### Aim of the exercise
Render the data from its first line through the line containing "top-left (920, 441), bottom-right (931, 594)", both included, as a JSON list of strings with one string per line and blank lines omitted.

### Extracted information
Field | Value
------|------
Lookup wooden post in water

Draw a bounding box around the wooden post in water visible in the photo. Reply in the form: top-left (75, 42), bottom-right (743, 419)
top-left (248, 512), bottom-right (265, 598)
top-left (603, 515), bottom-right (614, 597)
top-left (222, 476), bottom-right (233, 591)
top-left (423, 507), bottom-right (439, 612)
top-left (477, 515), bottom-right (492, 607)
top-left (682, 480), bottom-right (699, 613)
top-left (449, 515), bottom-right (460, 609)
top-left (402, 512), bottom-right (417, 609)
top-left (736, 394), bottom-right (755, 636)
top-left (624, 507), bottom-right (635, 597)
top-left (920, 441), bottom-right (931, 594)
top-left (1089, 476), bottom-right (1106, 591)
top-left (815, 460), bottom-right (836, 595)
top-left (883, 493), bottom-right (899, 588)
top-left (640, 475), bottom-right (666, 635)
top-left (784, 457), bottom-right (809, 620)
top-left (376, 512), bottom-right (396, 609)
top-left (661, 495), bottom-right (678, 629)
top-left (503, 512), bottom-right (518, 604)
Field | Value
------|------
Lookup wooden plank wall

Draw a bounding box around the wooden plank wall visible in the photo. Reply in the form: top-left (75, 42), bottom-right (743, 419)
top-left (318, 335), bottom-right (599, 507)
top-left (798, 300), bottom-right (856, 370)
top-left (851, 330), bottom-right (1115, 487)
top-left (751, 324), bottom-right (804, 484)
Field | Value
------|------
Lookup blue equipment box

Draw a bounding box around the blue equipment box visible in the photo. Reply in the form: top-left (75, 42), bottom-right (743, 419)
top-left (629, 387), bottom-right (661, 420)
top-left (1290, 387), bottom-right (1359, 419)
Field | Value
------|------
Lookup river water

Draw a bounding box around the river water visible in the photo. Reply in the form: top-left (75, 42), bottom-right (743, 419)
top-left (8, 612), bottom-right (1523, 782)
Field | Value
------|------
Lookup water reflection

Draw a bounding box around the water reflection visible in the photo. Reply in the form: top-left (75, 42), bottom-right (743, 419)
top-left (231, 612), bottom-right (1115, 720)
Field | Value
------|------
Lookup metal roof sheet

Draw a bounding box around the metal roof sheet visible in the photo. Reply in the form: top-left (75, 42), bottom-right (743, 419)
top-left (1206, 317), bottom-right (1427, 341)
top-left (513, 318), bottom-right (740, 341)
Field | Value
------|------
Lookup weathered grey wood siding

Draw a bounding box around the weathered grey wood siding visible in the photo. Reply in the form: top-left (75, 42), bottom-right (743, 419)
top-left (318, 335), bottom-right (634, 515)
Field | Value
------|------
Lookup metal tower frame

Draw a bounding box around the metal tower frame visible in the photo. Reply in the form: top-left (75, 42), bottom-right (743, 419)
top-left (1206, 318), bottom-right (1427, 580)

### Finished exercise
[
  "Field | Value",
  "------|------",
  "Lookup wooden post in water",
  "Draw a bounding box around the wooden post in water visible in the photo. Reply in the form: top-left (75, 42), bottom-right (743, 419)",
  "top-left (248, 512), bottom-right (265, 598)",
  "top-left (603, 515), bottom-right (614, 597)",
  "top-left (222, 476), bottom-right (233, 591)",
  "top-left (423, 507), bottom-right (439, 612)",
  "top-left (477, 515), bottom-right (492, 607)",
  "top-left (682, 480), bottom-right (699, 613)",
  "top-left (449, 515), bottom-right (460, 609)",
  "top-left (402, 512), bottom-right (417, 609)",
  "top-left (736, 394), bottom-right (755, 636)",
  "top-left (624, 507), bottom-right (635, 597)",
  "top-left (920, 441), bottom-right (931, 594)"
]